* [Stated goal A] In the Christmas tree column, how would the passage from "Sure, I took" to "season of joy." read with "tree" changed to "fir"? Write out the changed passage.
* [Stated goal B] Do these statements agree with the Christmas tree column? For each one, answer yes or no and quote the deciding words. (i) The column says it is February. (ii) The author claims to have kept the song's words unchanged. (iii) The tree brought the scent of cedar into the home.
* [Stated goal C] Pick up the Christmas tree column at the point where it stops and keep writing.

* [Article]
..............................
Downwind by Bob Rohrer, CAE, FBCM, Manager

02/01/2018 @ 4:00 am | By Bob Rohrer

You may know this recently popular tune:

 

O Christmas tree, O Christmas tree

How dry and brittle are your branches

O Christmas tree, O Christmas tree

How dry and brittle are your branches

 

O once, you were such a lovely green

Fire resistant and so very clean

Now presents are gone and needles fall

How dry and brittle are your branches

 

Sure, I took some liberties with the words. Such a happy little song before Christmas becomes a little sadder after Christmas as that fresh tree becomes much less “fresh”.  For those procrastinators out there, IT IS FEBRUARY on the calendar, and that means, it’s time to take the tree down!

 

It is always a bit sad when it becomes time for the “real” Christmas tree to come down. The green conifer “soldier” has fearlessly done its job of holding up the myriad of bright lights, sentimental decorations, keepsake items, kids’ mystery creations, expressions of the season, glitz and glamour…day after day, night after night. That brave tree provided shelter to various sizes of gifts and presents, including the practical, nonsensical, emotional, thought provoking and expressive. That selfless tree brought color and the unmistakable scent of pine into the home during the season of joy.
..............................
* [Given material]

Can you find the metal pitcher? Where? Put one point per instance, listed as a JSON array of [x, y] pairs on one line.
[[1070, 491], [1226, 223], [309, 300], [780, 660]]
..............................
* [Exercise output A]
Sure, I took some liberties with the words. Such a happy little song before Christmas becomes a little sadder after Christmas as that fresh fir becomes much less “fresh”.  For those procrastinators out there, IT IS FEBRUARY on the calendar, and that means, it’s time to take the fir down!

 

It is always a bit sad when it becomes time for the “real” Christmas fir to come down. The green conifer “soldier” has fearlessly done its job of holding up the myriad of bright lights, sentimental decorations, keepsake items, kids’ mystery creations, expressions of the season, glitz and glamour…day after day, night after night. That brave fir provided shelter to various sizes of gifts and presents, including the practical, nonsensical, emotional, thought provoking and expressive. That selfless fir brought color and the unmistakable scent of pine into the home during the season of joy.

* [Exercise output B]
(i) Yes: "IT IS FEBRUARY on the calendar"
(ii) No: "Sure, I took some liberties with the words."
(iii) No: "the unmistakable scent of pine"

* [Exercise output C]
 

My wife and I have an affinity for real trees and their perfect imperfections. We like the smell, look, and appearance of fresh trees. We enjoy the opportunity to support a specialty crop group of farmers. And now, after the tree has been removed from the house, we treasure the fact that we do not have to store another large box, the fake tree box, for a year before it’s cold out again.

 

When we hauled our dry and brittle Frazier Fir out of the living room in January, a blanket of needles was left in the carpeted pathway.  I just know we will find those needles with our bare feet for the rest of the year! So, what’s next in the career for these “real” trees?

 

Some towns feature a seasonal collection and recycling program where the trees go into the grinder for mulch.

My son likes to take the tree to the backyard for a special purpose. He lets it dry out for a few months and when spring finally comes, he props the tree up in the middle of the burn pile. He sets up his phone to video mode to capture the resulting inferno, soon to be posted for his social world for uber “likes”.

 

 

I was driving to work the other day and there was a discarded Christmas tree.  It was laying on the side of Archer Avenue where the road goes through the Forest Preserve near Willow Springs.  I also spotted a run-a-way tree in Oakbrook on the Rt 83 shoulder. Who accidentally drops a Christmas tree on the side of the road without noticing? Was the tree attempting an escape to rejoin its brethren in the woods?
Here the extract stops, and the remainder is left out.